_Task requirements_
For the listing below, output exactly the lines from the line with "positive clicks: (120, 348)" up to and including the line with "155L180 141H150L144 147L145", and no other lines.
Top of Records shown
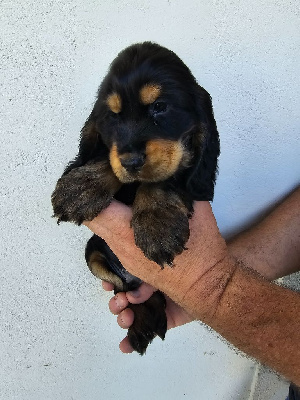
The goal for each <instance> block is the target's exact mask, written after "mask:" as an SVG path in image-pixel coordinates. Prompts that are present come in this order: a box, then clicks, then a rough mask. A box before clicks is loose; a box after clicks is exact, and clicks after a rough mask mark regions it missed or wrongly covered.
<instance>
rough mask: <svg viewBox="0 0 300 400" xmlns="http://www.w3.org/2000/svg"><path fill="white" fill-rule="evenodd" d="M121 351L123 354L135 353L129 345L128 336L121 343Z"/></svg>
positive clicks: (120, 348)
mask: <svg viewBox="0 0 300 400" xmlns="http://www.w3.org/2000/svg"><path fill="white" fill-rule="evenodd" d="M119 349H120V350H121V351H122V353H126V354H129V353H132V352H133V348H132V346H131V344H130V343H129V339H128V337H127V336H126V338H124V339H123V340H122V341H121V342H120V345H119Z"/></svg>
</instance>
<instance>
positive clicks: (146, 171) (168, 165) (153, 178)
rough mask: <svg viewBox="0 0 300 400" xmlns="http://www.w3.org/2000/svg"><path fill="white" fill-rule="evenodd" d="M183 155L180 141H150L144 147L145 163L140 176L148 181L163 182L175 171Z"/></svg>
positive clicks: (166, 140)
mask: <svg viewBox="0 0 300 400" xmlns="http://www.w3.org/2000/svg"><path fill="white" fill-rule="evenodd" d="M183 154H184V148H183V145H182V143H181V142H180V141H173V140H162V139H157V140H151V141H149V142H148V143H147V145H146V163H145V166H144V168H143V170H142V171H141V175H142V176H143V178H144V180H148V181H150V180H151V181H153V182H158V181H161V180H164V179H166V178H168V177H170V176H172V175H173V174H174V173H175V172H176V171H177V168H178V166H179V164H180V162H181V160H182V157H183ZM148 177H149V178H148Z"/></svg>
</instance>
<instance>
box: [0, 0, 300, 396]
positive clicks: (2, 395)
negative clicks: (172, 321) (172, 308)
mask: <svg viewBox="0 0 300 400" xmlns="http://www.w3.org/2000/svg"><path fill="white" fill-rule="evenodd" d="M0 7H1V65H0V68H1V78H0V79H1V91H0V99H1V129H2V133H1V146H0V148H1V157H0V166H1V192H0V201H1V203H0V204H1V233H2V238H1V244H0V246H1V270H0V271H1V272H0V274H1V290H0V302H1V304H0V305H1V307H0V318H1V319H0V324H1V326H0V328H1V330H0V335H1V337H0V351H1V363H0V371H1V375H0V398H1V399H6V400H12V399H14V400H15V399H20V400H37V399H41V398H42V399H44V400H57V399H63V400H71V399H73V400H85V399H87V400H96V399H108V400H110V399H115V398H118V399H120V400H121V399H124V400H127V399H132V397H138V398H141V399H149V400H150V399H154V398H155V399H174V400H176V399H192V400H194V399H207V400H212V399H216V398H217V399H224V400H227V399H228V400H232V399H239V400H242V399H248V398H249V396H252V397H251V398H254V397H253V382H254V381H253V376H254V371H255V364H254V363H253V362H252V361H251V360H248V359H247V358H245V357H243V356H242V355H241V354H239V353H238V352H237V351H236V350H235V349H232V348H231V347H230V346H228V345H227V344H226V343H225V342H224V341H223V340H222V339H220V338H218V337H217V335H215V334H214V333H213V332H210V331H209V330H208V329H206V328H205V327H203V326H201V324H200V323H196V322H194V323H192V324H190V325H188V326H185V327H182V328H178V329H176V330H173V331H171V332H169V333H168V335H167V338H166V340H165V342H164V343H162V342H161V341H160V340H159V339H157V340H155V341H154V343H153V344H152V346H151V347H150V348H149V350H148V352H147V355H146V356H144V357H140V356H138V355H136V354H132V355H122V354H121V353H120V352H119V350H118V343H119V340H120V339H121V338H122V337H123V336H124V331H122V330H121V329H120V328H119V327H118V326H117V324H116V321H115V317H113V316H112V315H111V314H110V313H109V311H108V308H107V302H108V299H109V297H110V294H107V293H105V292H103V290H102V289H101V285H100V283H99V281H97V280H96V279H95V278H94V277H93V276H92V275H91V274H90V273H89V271H88V269H87V267H86V266H85V262H84V257H83V250H84V246H85V242H86V240H87V239H88V238H89V236H90V233H89V232H88V231H87V229H86V228H84V227H81V228H78V227H76V226H73V225H71V224H62V225H61V226H59V227H58V226H57V225H56V222H55V220H54V219H52V218H51V214H52V210H51V204H50V196H51V192H52V191H53V189H54V186H55V183H56V180H57V179H58V178H59V176H60V175H61V173H62V171H63V168H64V166H65V165H66V163H67V162H68V161H69V160H70V159H72V158H73V157H74V156H75V154H76V151H77V145H78V138H79V132H80V129H81V127H82V125H83V123H84V121H85V119H86V118H87V116H88V115H89V112H90V111H91V108H92V105H93V102H94V99H95V94H96V90H97V87H98V85H99V83H100V82H101V80H102V78H103V77H104V75H105V73H106V71H107V69H108V66H109V63H110V62H111V61H112V60H113V58H114V57H115V56H116V54H117V53H118V52H119V51H120V50H122V49H123V48H124V47H126V46H127V45H129V44H132V43H134V42H140V41H143V40H152V41H156V42H158V43H160V44H162V45H165V46H166V47H169V48H170V49H172V50H173V51H175V52H176V53H177V54H178V55H179V56H180V57H181V58H182V59H183V60H184V62H185V63H186V64H187V65H188V66H189V67H190V69H191V70H192V72H193V74H194V75H195V76H196V78H197V80H198V81H199V83H200V84H201V85H202V86H203V87H205V88H206V89H207V90H208V91H209V92H210V94H211V96H212V99H213V104H214V110H215V117H216V121H217V124H218V128H219V132H220V136H221V157H220V163H219V167H220V168H219V169H220V173H219V177H218V182H217V187H216V193H215V201H214V203H213V209H214V212H215V215H216V218H217V221H218V224H219V227H220V229H221V231H222V233H223V234H224V235H225V236H228V235H231V234H233V233H235V232H238V231H239V230H241V229H243V228H244V227H246V226H248V225H249V224H250V223H252V222H254V221H256V220H257V219H258V218H259V217H260V216H261V215H264V214H265V213H266V212H267V210H269V209H270V208H272V207H273V206H274V205H275V204H276V203H278V202H279V201H280V200H281V199H282V198H283V197H284V196H285V195H286V194H288V193H289V192H290V191H291V190H292V189H293V188H295V187H296V186H297V185H298V184H299V176H300V165H299V109H300V101H299V61H300V60H299V44H300V43H299V42H300V39H299V38H300V35H299V4H298V1H296V0H291V1H285V2H282V1H275V0H267V1H265V0H263V1H261V0H254V1H253V2H248V1H247V2H246V1H239V0H214V1H211V2H208V1H203V0H201V1H191V0H174V1H173V0H169V1H167V0H160V1H158V0H152V1H146V0H135V1H134V0H127V1H118V0H114V1H102V0H85V1H77V0H75V1H70V0H66V1H64V2H61V1H51V0H48V1H45V0H41V1H39V2H38V1H30V0H19V1H15V2H13V1H11V0H10V1H6V0H4V1H2V2H1V6H0ZM256 378H257V375H256ZM267 386H268V381H267V383H266V387H267ZM269 389H270V388H269ZM266 390H268V389H266ZM270 393H272V389H271V392H270ZM270 396H271V395H270ZM262 398H264V400H266V398H265V397H262ZM271 398H273V397H267V399H271Z"/></svg>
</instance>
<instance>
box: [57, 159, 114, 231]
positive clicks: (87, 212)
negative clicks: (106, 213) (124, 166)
mask: <svg viewBox="0 0 300 400" xmlns="http://www.w3.org/2000/svg"><path fill="white" fill-rule="evenodd" d="M106 172H107V171H105V169H104V166H103V165H101V164H100V163H98V164H91V165H85V166H83V167H79V168H74V169H72V170H71V171H70V172H69V173H68V174H66V175H63V176H62V177H61V178H60V179H59V180H58V182H57V185H56V188H55V190H54V192H53V194H52V197H51V200H52V206H53V211H54V217H56V218H57V219H58V222H60V221H70V222H75V223H76V224H78V225H80V224H81V223H82V222H83V221H84V220H89V221H91V220H92V219H93V218H95V217H96V216H97V215H98V214H99V213H100V211H102V210H103V209H104V208H106V207H108V205H109V203H110V202H111V200H112V198H113V196H114V194H115V192H116V191H117V190H118V189H119V187H120V182H119V181H118V179H117V178H116V177H115V176H114V175H113V173H112V172H110V171H109V176H108V174H107V173H106Z"/></svg>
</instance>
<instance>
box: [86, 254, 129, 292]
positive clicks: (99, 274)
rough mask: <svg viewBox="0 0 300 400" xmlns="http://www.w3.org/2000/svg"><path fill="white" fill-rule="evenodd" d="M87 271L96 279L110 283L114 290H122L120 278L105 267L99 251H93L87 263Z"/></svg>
mask: <svg viewBox="0 0 300 400" xmlns="http://www.w3.org/2000/svg"><path fill="white" fill-rule="evenodd" d="M88 266H89V269H90V270H91V272H92V274H93V275H95V276H96V277H97V278H99V279H102V280H105V281H107V282H110V283H112V284H113V285H114V286H115V288H118V289H123V282H122V280H121V278H119V277H118V276H117V275H115V274H114V273H113V272H111V271H109V270H108V269H107V267H106V266H105V258H104V257H103V255H102V254H101V253H100V252H99V251H94V252H93V253H92V254H91V256H90V259H89V261H88Z"/></svg>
Bottom of Records shown
_Written solution_
positive clicks: (120, 348)
mask: <svg viewBox="0 0 300 400" xmlns="http://www.w3.org/2000/svg"><path fill="white" fill-rule="evenodd" d="M119 349H120V350H121V351H122V353H126V354H129V353H132V352H133V348H132V346H131V344H130V343H129V339H128V337H127V336H126V338H124V339H123V340H122V341H121V342H120V345H119Z"/></svg>
</instance>
<instance>
positive clicks: (146, 171) (168, 165) (153, 178)
rough mask: <svg viewBox="0 0 300 400" xmlns="http://www.w3.org/2000/svg"><path fill="white" fill-rule="evenodd" d="M183 155L180 141H150L144 147L145 163L140 176L148 181L163 182L175 171Z"/></svg>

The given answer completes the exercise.